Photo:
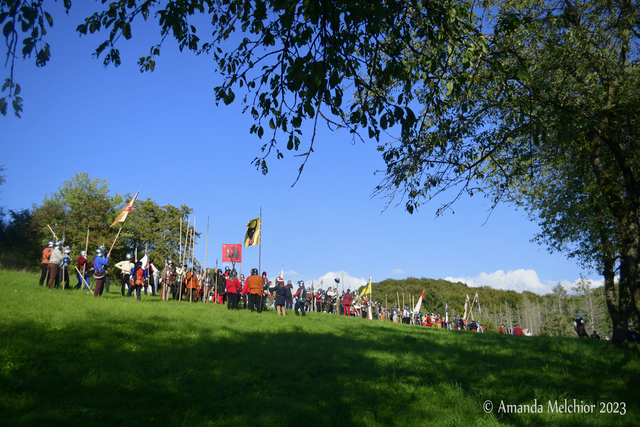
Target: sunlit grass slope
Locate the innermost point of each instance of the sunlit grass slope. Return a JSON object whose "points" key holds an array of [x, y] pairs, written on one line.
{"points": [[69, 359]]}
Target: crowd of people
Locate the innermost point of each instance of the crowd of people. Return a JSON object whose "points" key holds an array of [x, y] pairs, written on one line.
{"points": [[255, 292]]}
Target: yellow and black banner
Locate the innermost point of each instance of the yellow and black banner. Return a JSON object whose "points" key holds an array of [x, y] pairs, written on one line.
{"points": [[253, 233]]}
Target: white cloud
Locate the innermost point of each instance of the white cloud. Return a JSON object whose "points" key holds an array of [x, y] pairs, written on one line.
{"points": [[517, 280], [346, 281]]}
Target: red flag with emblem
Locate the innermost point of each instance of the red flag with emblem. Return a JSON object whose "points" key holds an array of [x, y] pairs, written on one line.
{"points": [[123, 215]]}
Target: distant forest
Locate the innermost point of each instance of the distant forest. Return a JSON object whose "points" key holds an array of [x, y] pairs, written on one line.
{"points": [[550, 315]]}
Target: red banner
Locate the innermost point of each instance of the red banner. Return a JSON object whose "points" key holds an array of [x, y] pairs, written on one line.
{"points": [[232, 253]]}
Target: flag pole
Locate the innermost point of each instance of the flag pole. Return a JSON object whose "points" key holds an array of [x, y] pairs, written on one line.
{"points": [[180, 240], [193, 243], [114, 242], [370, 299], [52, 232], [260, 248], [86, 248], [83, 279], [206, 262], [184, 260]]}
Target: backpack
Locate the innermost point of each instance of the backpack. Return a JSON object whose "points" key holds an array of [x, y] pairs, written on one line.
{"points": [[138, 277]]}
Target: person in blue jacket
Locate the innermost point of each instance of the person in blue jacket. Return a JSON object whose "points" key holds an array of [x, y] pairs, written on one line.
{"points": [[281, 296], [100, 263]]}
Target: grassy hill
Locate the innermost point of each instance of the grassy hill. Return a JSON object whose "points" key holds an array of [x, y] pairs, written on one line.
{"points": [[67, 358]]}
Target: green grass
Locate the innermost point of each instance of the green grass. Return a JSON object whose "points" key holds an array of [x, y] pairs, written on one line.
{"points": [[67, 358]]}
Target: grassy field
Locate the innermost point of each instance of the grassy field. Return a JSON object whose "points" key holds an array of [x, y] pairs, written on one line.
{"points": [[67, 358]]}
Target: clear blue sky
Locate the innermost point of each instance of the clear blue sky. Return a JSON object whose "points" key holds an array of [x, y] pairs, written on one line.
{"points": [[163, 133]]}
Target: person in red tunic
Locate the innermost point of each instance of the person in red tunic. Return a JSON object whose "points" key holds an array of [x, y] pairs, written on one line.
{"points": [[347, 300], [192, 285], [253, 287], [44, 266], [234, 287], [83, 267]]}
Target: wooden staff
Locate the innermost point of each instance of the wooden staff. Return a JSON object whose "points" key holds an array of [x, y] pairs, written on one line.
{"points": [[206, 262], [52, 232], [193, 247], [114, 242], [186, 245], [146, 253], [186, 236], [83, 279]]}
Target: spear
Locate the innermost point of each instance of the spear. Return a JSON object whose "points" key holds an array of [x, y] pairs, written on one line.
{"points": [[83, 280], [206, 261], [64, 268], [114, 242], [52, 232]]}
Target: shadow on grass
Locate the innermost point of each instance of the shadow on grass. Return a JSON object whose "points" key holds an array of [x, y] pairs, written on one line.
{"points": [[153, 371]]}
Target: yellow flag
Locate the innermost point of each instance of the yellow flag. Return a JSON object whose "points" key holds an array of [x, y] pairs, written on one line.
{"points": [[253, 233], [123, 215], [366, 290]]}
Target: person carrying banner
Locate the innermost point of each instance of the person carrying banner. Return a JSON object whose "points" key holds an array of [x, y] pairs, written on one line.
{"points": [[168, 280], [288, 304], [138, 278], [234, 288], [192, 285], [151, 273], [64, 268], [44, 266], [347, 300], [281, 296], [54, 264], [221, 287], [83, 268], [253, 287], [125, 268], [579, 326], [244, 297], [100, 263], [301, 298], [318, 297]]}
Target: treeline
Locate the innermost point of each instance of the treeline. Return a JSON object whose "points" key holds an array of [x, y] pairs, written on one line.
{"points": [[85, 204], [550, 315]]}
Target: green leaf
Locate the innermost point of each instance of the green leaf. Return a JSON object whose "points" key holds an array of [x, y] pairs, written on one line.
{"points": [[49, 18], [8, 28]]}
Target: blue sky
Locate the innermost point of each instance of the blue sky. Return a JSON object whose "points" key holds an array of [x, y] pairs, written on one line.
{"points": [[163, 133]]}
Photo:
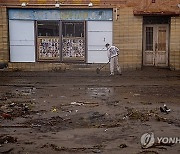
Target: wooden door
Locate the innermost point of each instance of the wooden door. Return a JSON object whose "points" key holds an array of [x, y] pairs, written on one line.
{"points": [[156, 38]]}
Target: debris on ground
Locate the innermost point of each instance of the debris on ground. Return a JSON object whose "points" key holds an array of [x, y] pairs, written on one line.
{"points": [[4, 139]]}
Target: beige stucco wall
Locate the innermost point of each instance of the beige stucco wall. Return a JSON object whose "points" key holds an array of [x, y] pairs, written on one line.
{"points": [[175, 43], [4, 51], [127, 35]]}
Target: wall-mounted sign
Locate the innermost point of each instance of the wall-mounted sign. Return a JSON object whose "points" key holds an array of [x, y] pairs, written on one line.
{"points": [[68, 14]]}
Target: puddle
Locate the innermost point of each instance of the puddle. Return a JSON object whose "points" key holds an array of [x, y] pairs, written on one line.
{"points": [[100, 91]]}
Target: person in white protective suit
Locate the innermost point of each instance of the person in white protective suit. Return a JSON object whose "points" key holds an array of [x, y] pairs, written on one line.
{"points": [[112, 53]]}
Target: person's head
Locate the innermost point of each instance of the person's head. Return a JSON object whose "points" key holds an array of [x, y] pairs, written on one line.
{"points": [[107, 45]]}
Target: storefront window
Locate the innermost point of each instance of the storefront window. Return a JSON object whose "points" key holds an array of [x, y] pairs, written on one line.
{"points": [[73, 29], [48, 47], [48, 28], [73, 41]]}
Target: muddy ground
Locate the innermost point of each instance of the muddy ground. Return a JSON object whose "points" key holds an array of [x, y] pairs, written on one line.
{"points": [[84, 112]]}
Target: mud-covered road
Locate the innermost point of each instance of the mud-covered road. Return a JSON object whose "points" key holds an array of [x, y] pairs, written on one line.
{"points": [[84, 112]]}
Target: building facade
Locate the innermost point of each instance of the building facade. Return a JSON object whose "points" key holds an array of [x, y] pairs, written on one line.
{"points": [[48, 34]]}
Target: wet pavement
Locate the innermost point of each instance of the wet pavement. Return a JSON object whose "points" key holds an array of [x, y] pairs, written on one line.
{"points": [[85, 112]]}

******************************

What to work on: Rewrite all of the records above with every occurrence of "innermost" changed to "central" and everything else left as it is. Leave the pictures out of your answer.

Completed exercise:
Photo:
Target: sunlit grass slope
Locate the central point of each instance of the sunlit grass slope. Return a JSON object whose "points" key holds an array of [x, y] pairs, written on one line.
{"points": [[69, 359]]}
Target: crowd of people
Locate the central point of each instance of the crowd of people. Return a JSON object whose "points" key holds an array of [x, y] pairs, written on one line.
{"points": [[255, 292]]}
Target: yellow and black banner
Locate the central point of each instance of the yellow and black banner. Return a JSON object whose "points" key holds an array of [x, y] pairs, written on one line.
{"points": [[253, 233]]}
Target: white cloud
Locate the central point of each instance of the white cloud. Return a JSON object whose "points" key holds an array of [x, y] pairs, written on one line.
{"points": [[517, 280], [346, 281]]}
Target: red flag with emblem
Locate the central point of each instance of the red flag with emblem. Return a JSON object whose "points" key holds an array of [x, y] pairs, written on one line.
{"points": [[123, 215]]}
Target: distant forest
Locate the central point of each instance of the distant forest. Return a JSON object whose "points" key holds an array of [x, y] pairs, written on one line.
{"points": [[550, 315]]}
Target: red banner
Locate the central point of each instance of the red banner. Return a JSON object whose "points" key holds an array of [x, y] pairs, written on one line.
{"points": [[232, 253]]}
Target: flag pole
Locate the central point of each instance of the flag pole. Return a JSON object whose "points" key holds an array of [x, y] pairs, written on one line.
{"points": [[180, 240], [193, 243], [114, 242], [370, 299], [52, 232], [260, 248], [86, 248], [83, 279], [206, 262], [184, 260]]}
Target: backpack
Locate the central point of each instance of the backpack. Return a JSON object whose "points" key holds an array of [x, y] pairs, written on one line.
{"points": [[138, 277]]}
Target: person in blue jacket
Locate the central point of each instance of the person in blue jacket. Return a JSON object whose "points" key holds an array of [x, y] pairs, written on one line.
{"points": [[281, 296], [100, 263]]}
Target: grassy hill
Locate the central point of each instance of the grassy hill. Return a JSON object whose "points" key holds an array of [x, y] pairs, written on one line.
{"points": [[67, 358]]}
Target: green grass
Locate the central point of each instance of the green grass. Return a JSON object whose "points" key holds an array of [x, y] pairs, written on one line.
{"points": [[67, 358]]}
Target: grassy field
Locate the central point of each instance of the grassy field. Return a JSON object whose "points" key holds an array of [x, y] pairs, written on one line.
{"points": [[67, 358]]}
Target: clear blue sky
Locate the central point of each instance of the clear blue sky. Return a JSON object whose "points" key holds an array of [x, y] pairs, written on one line.
{"points": [[163, 133]]}
Target: person in red tunic
Locate the central point of each instance of the person in red tunic. Return a JSON object whose "points" key holds an array of [x, y] pairs, written on one line.
{"points": [[347, 300], [192, 285], [253, 287], [44, 266], [234, 287], [83, 267]]}
Target: wooden staff
Locate the central point of each instance of the wooden staff. Return a JSON object whose "points" key holds an array of [x, y] pairs, written on one line.
{"points": [[206, 262], [52, 232], [193, 247], [114, 242], [186, 245], [146, 253], [186, 236], [83, 279]]}
Target: spear
Locate the central point of each instance of the spear. Return a JSON object whose "points" key holds an array of [x, y] pairs, written on one line.
{"points": [[83, 280], [206, 261], [64, 268], [114, 242], [52, 232]]}
Target: shadow on grass
Locate the central point of each instance of the shadow on grass. Return a JSON object whose "points" key holds an array of [x, y] pairs, written on one line.
{"points": [[153, 371]]}
Target: yellow flag
Locate the central point of each instance of the yellow flag. Return a JSON object whose "points" key holds an array of [x, y] pairs, written on one line.
{"points": [[253, 233], [123, 215], [366, 290]]}
Target: person carrying banner
Locate the central point of each instance of the person carrying banner. Return a JSON object whose "points" key holds an array of [x, y] pairs, written on one line.
{"points": [[168, 280], [288, 304], [138, 278], [234, 288], [192, 285], [151, 273], [64, 268], [44, 266], [347, 300], [281, 296], [54, 264], [221, 287], [83, 268], [253, 287], [125, 268], [579, 326], [244, 297], [100, 263], [301, 298], [318, 297]]}
Target: treeline
Locate the central point of each instance of the treeline. Return a JSON object whose "points" key holds an array of [x, y] pairs, written on one line.
{"points": [[85, 204], [550, 315]]}
Target: green leaf
Locate the central point of each instance of the green leaf. Return a JSON object whose "points" key holds an array of [x, y] pairs, written on one line.
{"points": [[49, 18], [8, 28]]}
Target: blue sky
Locate the central point of each instance of the blue sky. Return a JSON object whose "points" key holds an array of [x, y] pairs, written on one line.
{"points": [[163, 133]]}
Photo:
Target: wooden door
Locate the central point of each instance of the wooden door. Return a JSON object whose "points" key holds an array of [x, y] pairs, written on one line.
{"points": [[156, 38]]}
Target: debris on ground
Locate the central point of each instance of the debris on ground. Return a JSON object whose "points" key holds an array of [x, y] pairs, written on one line.
{"points": [[4, 139]]}
Target: beige stucco wall
Locate the central point of each instance of the beige stucco wall. Return a JSON object whose "points" key holds an array of [x, y] pairs, written on one line.
{"points": [[175, 43], [4, 51], [127, 35]]}
Target: wall-mounted sign
Locate the central point of each instance of the wall-mounted sign. Return a JSON object whose "points" key holds an array of [x, y] pairs, written on one line.
{"points": [[68, 14]]}
Target: puddle
Locate the central point of each instance of the puddle. Return a JSON object whose "points" key holds an array of [x, y] pairs, written on one line.
{"points": [[100, 91]]}
Target: person in white protective suit
Locate the central point of each instance of the person in white protective suit. Return a JSON object whose "points" key holds an array of [x, y] pairs, written on one line.
{"points": [[112, 53]]}
Target: person's head
Locate the central point of each instance of the person's head. Return a JSON object whose "points" key holds an array of [x, y] pairs, written on one line.
{"points": [[107, 45]]}
Target: storefront window
Locate the central point of each instance of the storefront window. Return a JSON object whose "points" key holds an array of [x, y] pairs, written on one line.
{"points": [[73, 29], [48, 47], [48, 28], [73, 41]]}
Target: muddy ground
Locate the central point of each instance of the muddy ground. Return a JSON object whose "points" key holds an array of [x, y] pairs, written on one line.
{"points": [[84, 112]]}
Target: mud-covered road
Locate the central point of each instance of the mud-covered road. Return a JSON object whose "points" key holds an array of [x, y] pairs, written on one line.
{"points": [[84, 112]]}
Target: building facade
Locate the central point of each instance of the building facade. Return a JSON object whose "points" key holds an array of [x, y] pairs, written on one line.
{"points": [[48, 34]]}
Target: wet pavement
Locate the central point of each instance of the wet pavement. Return a JSON object whose "points" key holds an array of [x, y] pairs, written on one line.
{"points": [[85, 112]]}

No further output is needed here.